— start of DATA RECORDS —

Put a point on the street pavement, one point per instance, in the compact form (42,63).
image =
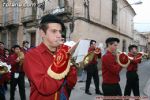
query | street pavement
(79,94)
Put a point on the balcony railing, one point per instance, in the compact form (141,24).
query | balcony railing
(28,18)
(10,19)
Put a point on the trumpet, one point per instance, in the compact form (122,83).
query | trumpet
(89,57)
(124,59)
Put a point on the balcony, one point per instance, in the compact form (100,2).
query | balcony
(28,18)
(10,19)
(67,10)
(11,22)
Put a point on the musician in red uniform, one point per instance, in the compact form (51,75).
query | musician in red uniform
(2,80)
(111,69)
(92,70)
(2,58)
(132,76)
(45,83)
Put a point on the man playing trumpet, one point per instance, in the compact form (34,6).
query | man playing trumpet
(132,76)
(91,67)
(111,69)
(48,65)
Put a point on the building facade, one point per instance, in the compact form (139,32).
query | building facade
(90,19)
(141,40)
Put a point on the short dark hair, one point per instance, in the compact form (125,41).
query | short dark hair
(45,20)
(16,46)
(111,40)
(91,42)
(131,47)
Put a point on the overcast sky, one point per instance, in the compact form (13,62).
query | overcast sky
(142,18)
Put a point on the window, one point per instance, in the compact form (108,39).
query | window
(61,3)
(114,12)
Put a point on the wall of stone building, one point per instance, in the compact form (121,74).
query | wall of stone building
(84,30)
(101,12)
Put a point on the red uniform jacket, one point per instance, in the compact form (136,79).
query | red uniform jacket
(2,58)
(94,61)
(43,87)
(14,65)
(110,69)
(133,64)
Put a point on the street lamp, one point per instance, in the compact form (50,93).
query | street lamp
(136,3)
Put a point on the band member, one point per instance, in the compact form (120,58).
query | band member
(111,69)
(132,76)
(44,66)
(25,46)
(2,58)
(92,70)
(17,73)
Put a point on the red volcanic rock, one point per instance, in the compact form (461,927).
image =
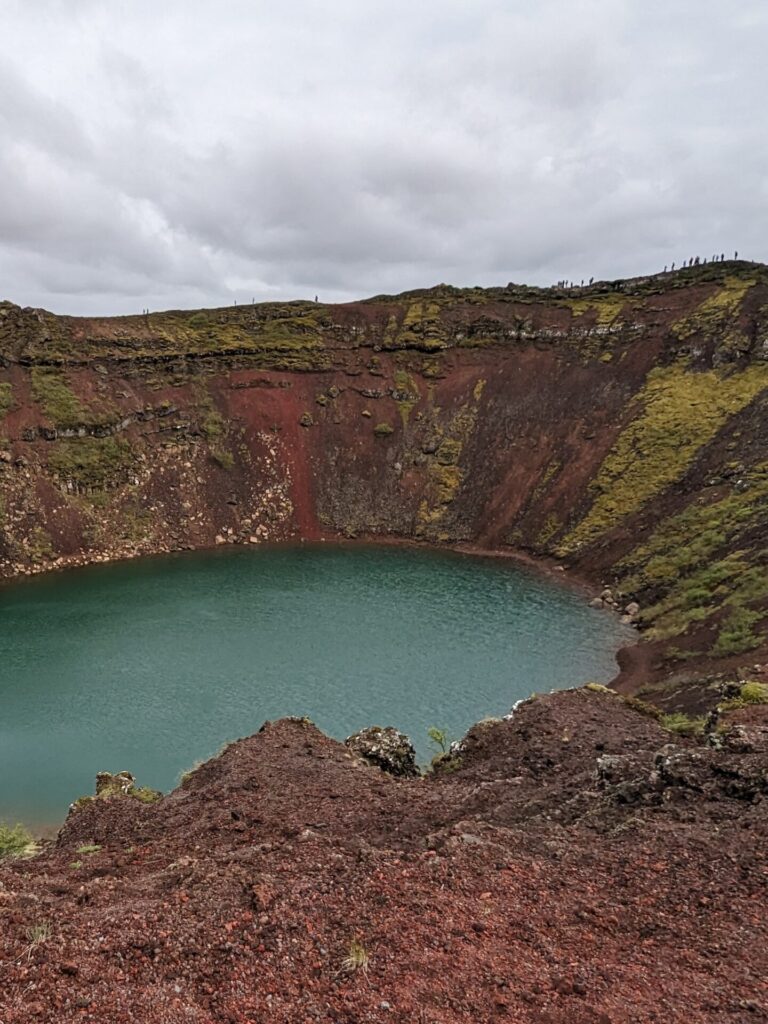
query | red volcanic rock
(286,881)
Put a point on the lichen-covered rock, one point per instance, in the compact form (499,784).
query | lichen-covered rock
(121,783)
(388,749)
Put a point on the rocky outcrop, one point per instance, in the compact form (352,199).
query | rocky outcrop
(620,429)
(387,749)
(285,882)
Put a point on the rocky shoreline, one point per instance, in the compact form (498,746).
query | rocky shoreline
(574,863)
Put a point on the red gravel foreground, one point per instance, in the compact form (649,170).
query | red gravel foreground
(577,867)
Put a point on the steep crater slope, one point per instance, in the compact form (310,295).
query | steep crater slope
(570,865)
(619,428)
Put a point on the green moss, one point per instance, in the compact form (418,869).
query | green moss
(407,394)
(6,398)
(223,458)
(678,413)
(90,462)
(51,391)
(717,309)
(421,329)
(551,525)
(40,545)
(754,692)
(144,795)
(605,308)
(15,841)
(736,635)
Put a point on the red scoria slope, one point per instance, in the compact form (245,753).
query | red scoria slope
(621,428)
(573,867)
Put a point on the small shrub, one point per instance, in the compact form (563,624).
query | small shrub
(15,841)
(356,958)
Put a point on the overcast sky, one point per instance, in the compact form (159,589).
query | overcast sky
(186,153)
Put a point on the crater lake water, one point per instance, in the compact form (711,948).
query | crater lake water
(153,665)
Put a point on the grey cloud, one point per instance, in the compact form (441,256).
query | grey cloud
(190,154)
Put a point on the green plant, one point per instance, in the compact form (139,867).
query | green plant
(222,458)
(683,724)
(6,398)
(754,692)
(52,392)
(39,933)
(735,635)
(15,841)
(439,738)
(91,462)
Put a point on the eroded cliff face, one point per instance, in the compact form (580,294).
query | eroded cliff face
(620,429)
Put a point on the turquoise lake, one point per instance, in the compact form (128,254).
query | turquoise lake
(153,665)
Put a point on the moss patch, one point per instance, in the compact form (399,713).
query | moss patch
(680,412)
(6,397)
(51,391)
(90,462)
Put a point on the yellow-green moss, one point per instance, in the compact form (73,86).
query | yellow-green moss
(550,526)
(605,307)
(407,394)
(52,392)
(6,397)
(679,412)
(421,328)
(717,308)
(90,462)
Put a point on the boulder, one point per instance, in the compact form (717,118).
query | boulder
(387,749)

— end of DATA RECORDS —

WHAT THE TASK REQUIRES ->
Rewrite the part of the material that opens with the line containing "Put a point on the small" and runs through the end of the material, keeping every request line as is and scaling only the answer coordinates. Multiply each coordinate by 2.15 and round it to a whole number, with halves rounded up.

RESULT OF THE EXERCISE ->
Put a point on the small shrub, one point per instance, in the compact form (563,624).
query | small shrub
(32,1808)
(765,2060)
Put a point on the overcast sky, one point per instance, in the compact form (159,589).
query | overcast sky
(400,329)
Put a point on the crater lake water, one point per instance, in the compact form (711,948).
query | crater lake water
(329,1430)
Put a point on the grey cloud, one point per instance, in the compact form (441,256).
query | grey cloud
(409,331)
Put a point on the green plant, one point per instance, in the compact form (139,867).
query | green plant
(477,985)
(1468,1557)
(13,856)
(1621,1488)
(112,843)
(84,2006)
(1580,1365)
(32,1808)
(944,1587)
(196,993)
Put a point on the eroded cliff face, one point per instance, in the compact form (580,294).
query | eroded cliff face
(1333,922)
Put a point on the turquoise lake, one point per instance, in the compact form (128,254).
query | turquoise lake
(329,1430)
Put a point on the moss patch, one point per instance, in the compact form (399,713).
query | moss patch
(1462,886)
(13,854)
(110,841)
(194,993)
Put a point on the yellow-green moss, one point per instance, in the compact form (73,86).
query | yellow-green moss
(1183,1131)
(1301,660)
(875,847)
(112,843)
(13,854)
(1460,886)
(905,705)
(1542,662)
(194,993)
Put a point on the boulder, one point per instance, in the compact form (717,118).
query | boulder
(832,1610)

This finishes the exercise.